**Exercise**
Copy everything from "Inference beyond the" down to "Trust (F/00 250/M)" in the research project description, word for word.

Inference beyond the limits via insights from physical systems


Inference by replication - a schematic description

  • Funding source: The Leverhulme Trust (F/00 250/M)
  • Funding amount: £ 154,017
  • Duration: 9/2010-9/2013

Project Background

Approximate Bayesian inference techniques arguably offer the most principled approach to information extraction, decision making and machine learning by combining a rigorous statistical approach with a feasible and systematic approximation. It facilitates the derivation of approximate expected values based on local calculations that scale well, linearly or quadratically, with the system size. Such approaches have proved useful in a broad range of applications from telecommunication to bioinformatics; they are particularly important in the analysis of complex nonlinear systems, where their large scale prohibits one from obtaining numerical solutions, either deterministically or probabilistically.
The main difficulty in most current belief propagation-based algorithms is that they break down completely in regimes characterised by a fragmented solution space, where multiple solutions give rise to conflicting messages and averages over all possible solutions are required. The statistical physics methodology, that is exact in the large system limit and does not rely on simulations, offers insight into the source of the problem and hence possible ways to rectify it.
The current project is centred on a new virtual-replication based inference algorithm introduced recently by the proposers, where averages over infinitely many virtually-replicated systems are carried out by saddle point methods using assumptions about the increasingly more complex correlations between solutions. The existing method is limited to problems that can be mapped onto densely connected graphs with real data and noise model; these are essential ingredients in the current method as the dense connectivity invokes the theorem of large numbers and the real variables and noise facilitate a one-to-one mapping relating the variable and evidential (factor) nodes. The project aims to gain better understanding of the method and the manner in which it should be applied to problems of a different nature that are of both practical and theoretical significance, such as lossy compression and decoding in error-correcting codes beyond the existing computationally feasible limits.

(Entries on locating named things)
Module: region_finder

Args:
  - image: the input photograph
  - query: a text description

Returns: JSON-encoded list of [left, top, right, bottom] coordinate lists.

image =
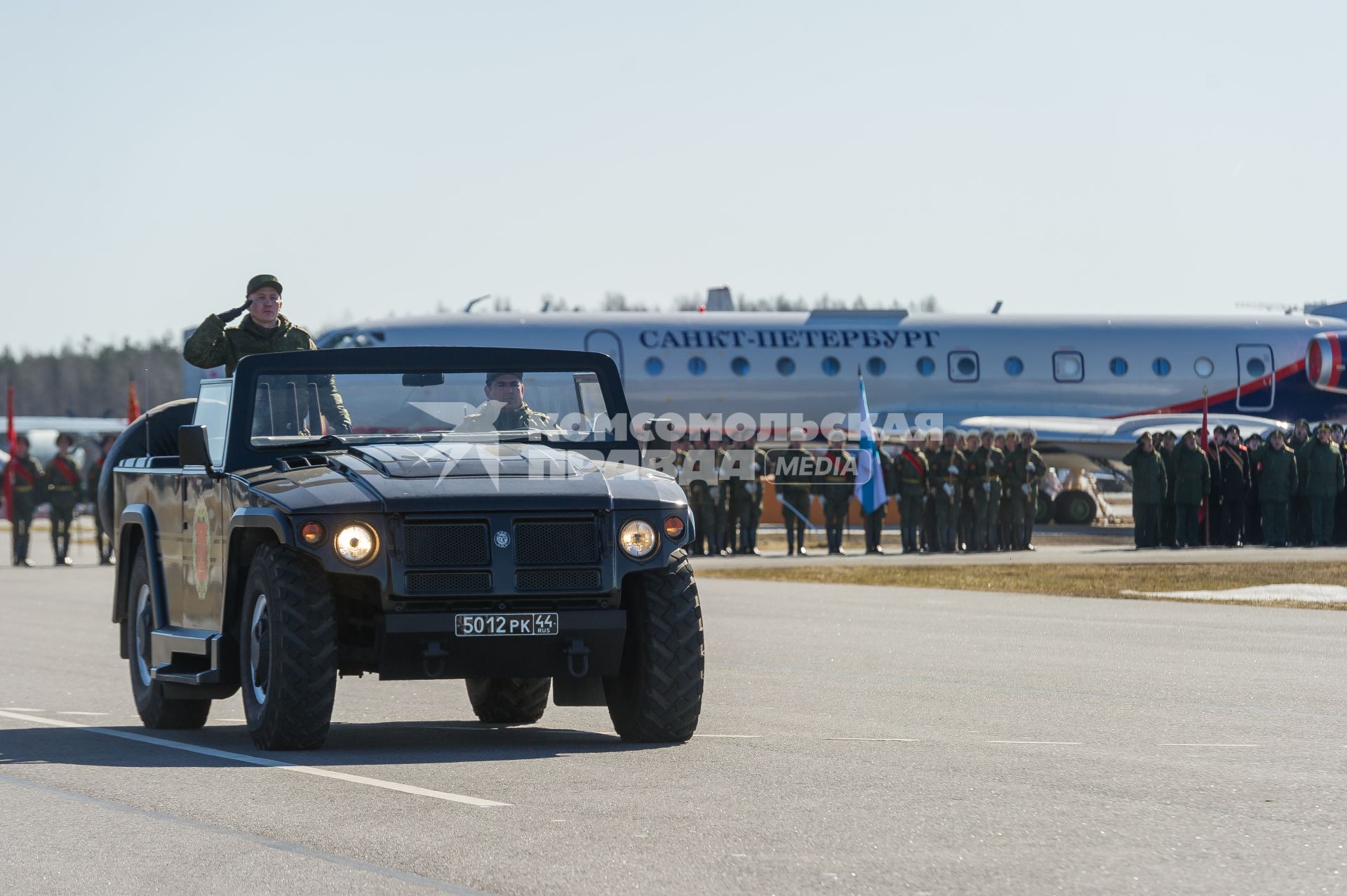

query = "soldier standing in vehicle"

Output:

**Full output**
Inference beyond the limits via insights from physical systems


Inference by replication - a schematic description

  • Funding source: The Leverhulme Trust (F/00 250/M)